+++ RECORDS SHOWN +++

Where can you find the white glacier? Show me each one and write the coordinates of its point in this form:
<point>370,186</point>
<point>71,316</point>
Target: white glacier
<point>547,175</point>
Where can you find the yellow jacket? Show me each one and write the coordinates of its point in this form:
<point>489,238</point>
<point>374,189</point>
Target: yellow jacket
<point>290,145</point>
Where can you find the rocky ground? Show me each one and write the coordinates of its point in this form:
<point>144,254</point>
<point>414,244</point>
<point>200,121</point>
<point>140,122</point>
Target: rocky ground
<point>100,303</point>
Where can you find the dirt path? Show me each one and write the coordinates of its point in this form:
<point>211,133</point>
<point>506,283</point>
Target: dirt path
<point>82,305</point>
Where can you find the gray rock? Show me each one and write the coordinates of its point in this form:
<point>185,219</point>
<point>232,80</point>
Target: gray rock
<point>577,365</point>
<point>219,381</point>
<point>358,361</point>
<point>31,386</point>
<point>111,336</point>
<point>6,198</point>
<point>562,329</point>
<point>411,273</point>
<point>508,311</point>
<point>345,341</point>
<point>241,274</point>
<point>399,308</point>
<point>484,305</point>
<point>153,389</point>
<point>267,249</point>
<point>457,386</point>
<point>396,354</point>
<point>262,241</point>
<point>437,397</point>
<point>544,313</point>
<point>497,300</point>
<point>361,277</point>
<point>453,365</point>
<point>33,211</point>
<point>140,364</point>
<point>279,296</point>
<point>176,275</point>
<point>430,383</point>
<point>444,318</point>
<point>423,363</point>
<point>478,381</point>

+++

• _EXERCISE GOAL_
Copy out the part of the records above that opens with the line containing "Where can you find the gray" and closes with the line containing "<point>497,300</point>", both lines included and the requests kept in. Add 62 to every coordinate in the answer points, and leave the request lines and their sample points unchanged.

• _ANSWER_
Where can you find the gray rock? Show me each one and write the coordinates of its point in this form:
<point>185,219</point>
<point>232,80</point>
Target: gray rock
<point>639,427</point>
<point>281,443</point>
<point>420,423</point>
<point>93,448</point>
<point>173,398</point>
<point>68,260</point>
<point>624,391</point>
<point>473,335</point>
<point>570,373</point>
<point>407,403</point>
<point>303,336</point>
<point>461,370</point>
<point>546,367</point>
<point>215,451</point>
<point>329,311</point>
<point>519,448</point>
<point>458,416</point>
<point>324,303</point>
<point>499,459</point>
<point>606,375</point>
<point>559,362</point>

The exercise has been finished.